(Stored items)
···
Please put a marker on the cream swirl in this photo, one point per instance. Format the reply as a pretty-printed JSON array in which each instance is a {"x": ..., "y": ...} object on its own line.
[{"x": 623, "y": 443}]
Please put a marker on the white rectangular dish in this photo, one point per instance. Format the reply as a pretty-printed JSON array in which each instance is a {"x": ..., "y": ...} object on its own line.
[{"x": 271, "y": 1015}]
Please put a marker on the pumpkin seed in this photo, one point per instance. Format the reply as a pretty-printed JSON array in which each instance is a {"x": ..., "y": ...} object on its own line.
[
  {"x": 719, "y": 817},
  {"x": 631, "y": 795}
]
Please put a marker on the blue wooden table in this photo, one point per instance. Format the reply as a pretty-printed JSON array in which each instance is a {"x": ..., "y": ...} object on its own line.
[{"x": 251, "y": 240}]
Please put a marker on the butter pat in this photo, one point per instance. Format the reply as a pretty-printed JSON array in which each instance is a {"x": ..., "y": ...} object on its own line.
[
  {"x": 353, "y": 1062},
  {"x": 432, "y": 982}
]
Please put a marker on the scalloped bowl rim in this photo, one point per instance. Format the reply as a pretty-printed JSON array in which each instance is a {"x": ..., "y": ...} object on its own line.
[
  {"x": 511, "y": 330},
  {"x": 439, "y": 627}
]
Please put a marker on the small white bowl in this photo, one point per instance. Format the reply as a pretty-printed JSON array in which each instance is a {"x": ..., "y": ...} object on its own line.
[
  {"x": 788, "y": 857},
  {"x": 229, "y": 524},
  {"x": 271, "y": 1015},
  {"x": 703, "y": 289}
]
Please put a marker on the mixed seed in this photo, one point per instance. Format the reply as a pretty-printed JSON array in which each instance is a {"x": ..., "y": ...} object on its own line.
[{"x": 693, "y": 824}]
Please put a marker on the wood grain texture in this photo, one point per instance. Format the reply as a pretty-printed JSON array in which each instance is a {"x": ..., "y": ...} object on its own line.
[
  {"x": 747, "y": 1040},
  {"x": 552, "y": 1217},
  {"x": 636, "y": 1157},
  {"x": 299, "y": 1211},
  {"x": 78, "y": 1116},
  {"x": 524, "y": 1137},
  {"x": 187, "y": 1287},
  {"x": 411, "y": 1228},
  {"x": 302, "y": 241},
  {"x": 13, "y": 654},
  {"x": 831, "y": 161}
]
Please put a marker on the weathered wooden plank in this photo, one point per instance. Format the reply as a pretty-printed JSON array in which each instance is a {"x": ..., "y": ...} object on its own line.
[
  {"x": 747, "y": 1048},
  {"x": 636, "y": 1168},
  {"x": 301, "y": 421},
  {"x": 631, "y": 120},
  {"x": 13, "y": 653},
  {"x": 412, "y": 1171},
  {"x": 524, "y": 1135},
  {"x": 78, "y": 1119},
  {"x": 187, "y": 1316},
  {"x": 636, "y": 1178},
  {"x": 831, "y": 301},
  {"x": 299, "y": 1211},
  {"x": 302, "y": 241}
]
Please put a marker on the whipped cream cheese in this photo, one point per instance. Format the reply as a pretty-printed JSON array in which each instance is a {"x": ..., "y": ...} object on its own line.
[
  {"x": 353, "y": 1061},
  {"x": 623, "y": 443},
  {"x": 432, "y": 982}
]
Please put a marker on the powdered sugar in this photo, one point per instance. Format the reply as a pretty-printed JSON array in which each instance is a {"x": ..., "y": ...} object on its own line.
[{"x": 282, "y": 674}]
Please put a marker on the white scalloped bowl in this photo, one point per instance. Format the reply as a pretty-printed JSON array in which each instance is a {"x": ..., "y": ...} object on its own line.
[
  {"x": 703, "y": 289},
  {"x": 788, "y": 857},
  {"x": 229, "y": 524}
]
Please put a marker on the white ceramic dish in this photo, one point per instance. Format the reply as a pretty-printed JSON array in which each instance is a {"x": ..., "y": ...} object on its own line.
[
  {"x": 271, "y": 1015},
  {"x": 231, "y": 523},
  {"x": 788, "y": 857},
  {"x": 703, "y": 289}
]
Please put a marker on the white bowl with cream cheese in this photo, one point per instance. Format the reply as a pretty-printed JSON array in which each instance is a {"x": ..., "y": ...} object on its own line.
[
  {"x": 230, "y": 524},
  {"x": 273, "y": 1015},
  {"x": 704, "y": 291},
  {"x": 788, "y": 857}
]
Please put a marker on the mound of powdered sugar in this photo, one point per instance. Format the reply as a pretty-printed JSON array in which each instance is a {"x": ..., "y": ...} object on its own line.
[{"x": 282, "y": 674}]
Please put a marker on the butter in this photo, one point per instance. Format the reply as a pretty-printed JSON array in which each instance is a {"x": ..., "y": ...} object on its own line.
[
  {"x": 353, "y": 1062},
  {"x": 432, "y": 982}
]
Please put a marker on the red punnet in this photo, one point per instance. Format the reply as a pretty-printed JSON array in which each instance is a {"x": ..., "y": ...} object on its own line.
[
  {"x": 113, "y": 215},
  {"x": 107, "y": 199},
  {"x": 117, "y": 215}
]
···
**Short problem:** Rewrite all of the data above with every occurrence of "put a marker on" changed to "place a dot on", keeping everything else the same.

**Exercise answer:**
Please place a dot on the cream swirl in this photo, one point per instance. Format the reply as a pretty-printed JSON array in which each instance is a {"x": ..., "y": ...} object on its own line.
[{"x": 623, "y": 443}]
Please place a dot on the white rectangular dish in this photo, one point per instance. Format the reply as a pretty-printed JSON array in which each instance is a {"x": ..., "y": ...} object on its own line.
[{"x": 271, "y": 1015}]
Please place a dot on the pumpkin seed in this photo, one point per instance. Format the reply as a pretty-printed JSON array in which each instance is a {"x": ..., "y": ...} object on its own line.
[
  {"x": 719, "y": 817},
  {"x": 631, "y": 795}
]
Please place a dot on the blue wooden table in this photo, one point per instance. Format the reply as a pretty-printed JSON array in which each instance is a {"x": ..., "y": ...} object on its own line.
[{"x": 251, "y": 240}]
Please place a dot on the butter pat in this photo, one point per instance. Format the reply as a pretty-printed JSON array in which each instance is a {"x": ..., "y": ...} object on its own line.
[
  {"x": 353, "y": 1062},
  {"x": 432, "y": 982}
]
Please place a dot on the scalloped bowl rim in this photo, one point per instance. Format the reply as a pretty-printed JSON array in which each instance is a {"x": ..., "y": ...} object on its own line.
[
  {"x": 511, "y": 330},
  {"x": 439, "y": 627}
]
Please place a dot on the small white bowl in this photo, one point per instance. Format the reply as a pretty-printed JSON array in which each instance is a {"x": ..., "y": ...} object on its own line.
[
  {"x": 788, "y": 857},
  {"x": 229, "y": 524},
  {"x": 271, "y": 1015},
  {"x": 703, "y": 289}
]
Please place a dot on the mixed seed in this photo, one point per instance. Format the reply as a pretty-printed JSON array in which each instance is a {"x": ..., "y": ...} object on its own line.
[{"x": 693, "y": 824}]
Please place a dot on the wood grain texture in this photo, one point per instance. Format the reply as a pretty-printed JSON array in which each instance is a {"x": ..., "y": ...} object on its own line.
[
  {"x": 747, "y": 1040},
  {"x": 552, "y": 1217},
  {"x": 636, "y": 1157},
  {"x": 299, "y": 1211},
  {"x": 78, "y": 1116},
  {"x": 524, "y": 1137},
  {"x": 187, "y": 1287},
  {"x": 411, "y": 1228},
  {"x": 302, "y": 241},
  {"x": 13, "y": 654},
  {"x": 831, "y": 161}
]
Please place a dot on the weathered wooden plank in this photo, one point per instance. Format the reply as a pretty-printed JSON array in which each instance is a {"x": ..., "y": ...} object on its own line.
[
  {"x": 747, "y": 1048},
  {"x": 636, "y": 1168},
  {"x": 301, "y": 421},
  {"x": 631, "y": 120},
  {"x": 13, "y": 653},
  {"x": 412, "y": 1171},
  {"x": 524, "y": 1135},
  {"x": 78, "y": 1119},
  {"x": 187, "y": 1316},
  {"x": 636, "y": 1178},
  {"x": 831, "y": 301},
  {"x": 299, "y": 1211},
  {"x": 302, "y": 241}
]
Please place a dot on the whipped cream cheese in this photo, one point per instance. Format the reply as a pretty-printed JSON array in which each instance is a {"x": ..., "y": ...} object on its own line.
[
  {"x": 353, "y": 1061},
  {"x": 623, "y": 443},
  {"x": 432, "y": 982}
]
Please place a dot on the powdered sugar in this photo, one point per instance. Format the reply as a pretty-printed JSON array in which each instance is a {"x": ..., "y": ...} object on its own line.
[{"x": 282, "y": 674}]
Please place a dot on the white scalloped bowl in this photo, one point per instance. Format the reply as a pretty-printed JSON array in which each instance is a {"x": ..., "y": ...} object on its own line.
[
  {"x": 703, "y": 289},
  {"x": 788, "y": 857},
  {"x": 229, "y": 524}
]
Please place a dot on the white ceramic dish in this photo, one point per instance. Format the reply as a pretty-printed JSON array in which each instance is a {"x": ..., "y": ...} object on its own line.
[
  {"x": 271, "y": 1015},
  {"x": 231, "y": 523},
  {"x": 788, "y": 857},
  {"x": 703, "y": 289}
]
Please place a dot on the white bowl with cream cheese in this photo, one point per instance. Format the reply as a pretty-printed JSON array in which each instance is a {"x": ..., "y": ...} object on its own line.
[
  {"x": 230, "y": 524},
  {"x": 273, "y": 1015},
  {"x": 704, "y": 291},
  {"x": 788, "y": 857}
]
Please place a dot on the mound of powdered sugar in this photo, one point per instance. Format the reply as a pretty-printed JSON array in which each instance is a {"x": ..., "y": ...} object on its own line.
[{"x": 282, "y": 674}]
Please place a dot on the butter in this photo, one point per instance. Format the reply as a pretty-printed JSON array in which each instance is a {"x": ..., "y": ...} object on its own line.
[
  {"x": 353, "y": 1062},
  {"x": 432, "y": 982}
]
Please place a dot on the red punnet in this photo, one point per instance. Format the reply as a pretty-printed JSON array in which each instance is a {"x": ..., "y": ...} object on its own line.
[
  {"x": 113, "y": 215},
  {"x": 107, "y": 199},
  {"x": 117, "y": 215}
]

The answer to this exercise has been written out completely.